> **Request**
Locate the line containing "freezer door and record integer pixel coordinates.", then please write out that line and all the lines below it in the entries exactly.

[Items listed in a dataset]
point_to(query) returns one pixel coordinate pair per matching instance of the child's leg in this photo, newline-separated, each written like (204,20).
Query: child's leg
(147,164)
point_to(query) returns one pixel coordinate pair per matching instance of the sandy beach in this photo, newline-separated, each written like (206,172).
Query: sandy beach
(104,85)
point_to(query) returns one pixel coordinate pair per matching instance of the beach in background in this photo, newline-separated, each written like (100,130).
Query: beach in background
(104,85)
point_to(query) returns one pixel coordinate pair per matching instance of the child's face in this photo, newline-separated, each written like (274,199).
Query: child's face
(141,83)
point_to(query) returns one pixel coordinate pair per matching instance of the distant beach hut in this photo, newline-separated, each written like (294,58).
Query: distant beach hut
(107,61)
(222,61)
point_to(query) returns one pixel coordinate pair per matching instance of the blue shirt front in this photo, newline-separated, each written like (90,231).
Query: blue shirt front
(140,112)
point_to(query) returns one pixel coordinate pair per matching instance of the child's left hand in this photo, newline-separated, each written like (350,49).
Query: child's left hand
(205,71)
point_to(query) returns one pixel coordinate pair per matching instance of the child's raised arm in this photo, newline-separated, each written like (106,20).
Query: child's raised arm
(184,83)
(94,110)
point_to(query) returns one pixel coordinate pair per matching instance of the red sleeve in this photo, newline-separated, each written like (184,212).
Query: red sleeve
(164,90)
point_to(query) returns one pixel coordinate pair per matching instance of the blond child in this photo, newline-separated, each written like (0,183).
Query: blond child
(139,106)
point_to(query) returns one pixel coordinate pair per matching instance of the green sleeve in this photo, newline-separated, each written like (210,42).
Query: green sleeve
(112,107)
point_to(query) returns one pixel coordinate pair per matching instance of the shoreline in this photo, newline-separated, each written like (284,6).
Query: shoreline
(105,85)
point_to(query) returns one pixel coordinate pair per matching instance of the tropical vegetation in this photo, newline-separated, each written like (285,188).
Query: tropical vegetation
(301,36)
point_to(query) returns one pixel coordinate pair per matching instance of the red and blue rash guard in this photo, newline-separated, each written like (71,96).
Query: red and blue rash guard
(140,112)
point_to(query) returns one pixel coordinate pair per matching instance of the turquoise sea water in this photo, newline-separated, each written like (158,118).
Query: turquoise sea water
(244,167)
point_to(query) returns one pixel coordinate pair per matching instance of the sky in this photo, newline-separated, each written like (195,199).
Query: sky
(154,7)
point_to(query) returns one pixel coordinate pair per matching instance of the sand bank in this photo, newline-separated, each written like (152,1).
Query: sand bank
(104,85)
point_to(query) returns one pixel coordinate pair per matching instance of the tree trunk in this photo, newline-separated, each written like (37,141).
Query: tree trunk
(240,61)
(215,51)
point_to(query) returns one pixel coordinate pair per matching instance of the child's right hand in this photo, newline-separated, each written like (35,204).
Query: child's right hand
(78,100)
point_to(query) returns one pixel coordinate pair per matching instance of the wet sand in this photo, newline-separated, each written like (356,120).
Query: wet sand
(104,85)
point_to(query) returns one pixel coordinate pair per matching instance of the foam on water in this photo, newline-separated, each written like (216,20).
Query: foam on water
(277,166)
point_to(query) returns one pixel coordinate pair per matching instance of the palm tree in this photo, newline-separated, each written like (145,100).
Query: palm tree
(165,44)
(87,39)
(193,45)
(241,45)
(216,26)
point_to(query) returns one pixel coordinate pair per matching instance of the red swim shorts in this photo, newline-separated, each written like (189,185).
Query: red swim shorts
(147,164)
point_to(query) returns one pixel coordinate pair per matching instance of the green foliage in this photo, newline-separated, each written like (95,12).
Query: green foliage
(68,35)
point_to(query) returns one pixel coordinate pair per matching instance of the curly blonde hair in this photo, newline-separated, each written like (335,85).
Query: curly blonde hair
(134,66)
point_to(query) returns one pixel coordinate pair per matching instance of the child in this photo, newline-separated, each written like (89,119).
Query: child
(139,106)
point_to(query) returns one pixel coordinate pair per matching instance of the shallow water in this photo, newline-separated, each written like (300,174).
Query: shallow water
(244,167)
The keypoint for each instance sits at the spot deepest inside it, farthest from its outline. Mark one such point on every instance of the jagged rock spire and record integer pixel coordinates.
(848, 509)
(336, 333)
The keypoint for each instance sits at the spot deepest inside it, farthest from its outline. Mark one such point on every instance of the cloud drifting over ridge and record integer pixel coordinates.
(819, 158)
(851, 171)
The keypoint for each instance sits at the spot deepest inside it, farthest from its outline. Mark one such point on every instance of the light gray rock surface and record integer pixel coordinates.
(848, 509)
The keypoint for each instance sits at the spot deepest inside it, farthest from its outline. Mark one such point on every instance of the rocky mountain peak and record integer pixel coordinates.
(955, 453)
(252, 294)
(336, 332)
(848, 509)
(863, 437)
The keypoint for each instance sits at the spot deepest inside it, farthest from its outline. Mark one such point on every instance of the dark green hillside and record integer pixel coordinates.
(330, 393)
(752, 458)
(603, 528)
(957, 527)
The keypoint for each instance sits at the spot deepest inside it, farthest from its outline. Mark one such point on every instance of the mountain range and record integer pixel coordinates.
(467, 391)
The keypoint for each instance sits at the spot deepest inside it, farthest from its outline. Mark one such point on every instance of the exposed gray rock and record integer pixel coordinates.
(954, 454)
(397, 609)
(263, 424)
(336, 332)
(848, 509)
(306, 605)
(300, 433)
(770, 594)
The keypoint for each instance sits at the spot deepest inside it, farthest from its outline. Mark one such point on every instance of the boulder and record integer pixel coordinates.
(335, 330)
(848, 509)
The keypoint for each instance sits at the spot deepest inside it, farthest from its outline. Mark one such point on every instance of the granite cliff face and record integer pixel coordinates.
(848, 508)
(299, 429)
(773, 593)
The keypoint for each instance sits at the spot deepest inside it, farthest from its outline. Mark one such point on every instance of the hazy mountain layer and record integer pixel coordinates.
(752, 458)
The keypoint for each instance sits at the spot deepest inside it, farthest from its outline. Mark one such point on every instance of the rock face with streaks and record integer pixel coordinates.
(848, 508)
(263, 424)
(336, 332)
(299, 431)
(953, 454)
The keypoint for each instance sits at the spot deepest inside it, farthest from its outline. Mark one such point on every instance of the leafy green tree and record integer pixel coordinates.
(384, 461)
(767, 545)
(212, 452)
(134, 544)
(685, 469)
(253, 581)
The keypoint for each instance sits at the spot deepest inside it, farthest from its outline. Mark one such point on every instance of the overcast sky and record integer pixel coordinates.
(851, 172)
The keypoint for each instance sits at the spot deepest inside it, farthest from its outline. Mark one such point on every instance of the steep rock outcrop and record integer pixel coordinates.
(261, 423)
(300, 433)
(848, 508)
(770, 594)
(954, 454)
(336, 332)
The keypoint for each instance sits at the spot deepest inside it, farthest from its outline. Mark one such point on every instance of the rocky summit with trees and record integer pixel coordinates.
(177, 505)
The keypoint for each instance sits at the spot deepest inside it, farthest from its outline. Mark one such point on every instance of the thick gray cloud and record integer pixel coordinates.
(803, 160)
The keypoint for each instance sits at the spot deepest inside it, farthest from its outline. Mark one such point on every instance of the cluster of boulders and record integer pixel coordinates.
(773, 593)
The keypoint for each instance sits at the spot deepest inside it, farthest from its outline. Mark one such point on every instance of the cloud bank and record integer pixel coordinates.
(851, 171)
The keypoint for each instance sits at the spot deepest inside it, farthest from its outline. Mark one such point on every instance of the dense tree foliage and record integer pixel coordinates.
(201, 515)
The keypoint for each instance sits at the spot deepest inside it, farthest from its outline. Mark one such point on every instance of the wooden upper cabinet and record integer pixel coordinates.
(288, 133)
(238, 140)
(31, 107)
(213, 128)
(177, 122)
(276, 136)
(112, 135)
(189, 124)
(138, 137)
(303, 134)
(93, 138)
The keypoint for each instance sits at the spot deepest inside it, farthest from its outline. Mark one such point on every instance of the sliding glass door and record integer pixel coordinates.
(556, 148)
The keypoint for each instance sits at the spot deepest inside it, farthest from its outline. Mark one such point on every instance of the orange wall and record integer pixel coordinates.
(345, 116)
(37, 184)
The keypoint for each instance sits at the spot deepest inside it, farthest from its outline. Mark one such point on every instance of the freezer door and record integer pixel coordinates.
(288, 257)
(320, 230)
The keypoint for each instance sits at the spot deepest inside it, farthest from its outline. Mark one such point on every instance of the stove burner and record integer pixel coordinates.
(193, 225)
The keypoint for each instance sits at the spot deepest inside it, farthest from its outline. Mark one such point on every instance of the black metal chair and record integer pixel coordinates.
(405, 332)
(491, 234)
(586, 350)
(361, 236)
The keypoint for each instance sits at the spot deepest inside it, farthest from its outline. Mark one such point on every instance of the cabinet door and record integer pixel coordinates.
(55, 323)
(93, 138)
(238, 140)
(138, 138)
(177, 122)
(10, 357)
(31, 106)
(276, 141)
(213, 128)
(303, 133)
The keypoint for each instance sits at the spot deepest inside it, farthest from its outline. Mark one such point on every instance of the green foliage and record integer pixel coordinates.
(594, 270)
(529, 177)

> **Expected output**
The keypoint for each instance sits at the spot deepest inside it, farthest from its outline. Mark one such point on every instance of the freezer door and record integer pixel coordinates.
(288, 257)
(320, 230)
The keypoint for each instance sits at the spot deepest inside it, farthest from its outline. Mark one such point on every instance of the stove burner and record integer pixel coordinates.
(193, 225)
The keypoint for each instance sits at the spot deepest inside it, farthest from its outline. Mark one such point on every instance of the black metal chair and record integer pixel coordinates.
(405, 332)
(491, 234)
(586, 350)
(361, 236)
The keypoint for each instance sits at the spot deepest inside it, farthest from its outline. Mark one such point on every instance of the cabinet door and record integer pixel coordinates.
(55, 323)
(93, 138)
(238, 140)
(138, 138)
(177, 122)
(10, 357)
(31, 106)
(276, 141)
(213, 128)
(303, 133)
The keypoint for each instance sits at the spot deepest inside it, farthest from its outline. Mark one such point on every instance of the green foliage and record integer pixel coordinates.
(594, 270)
(529, 177)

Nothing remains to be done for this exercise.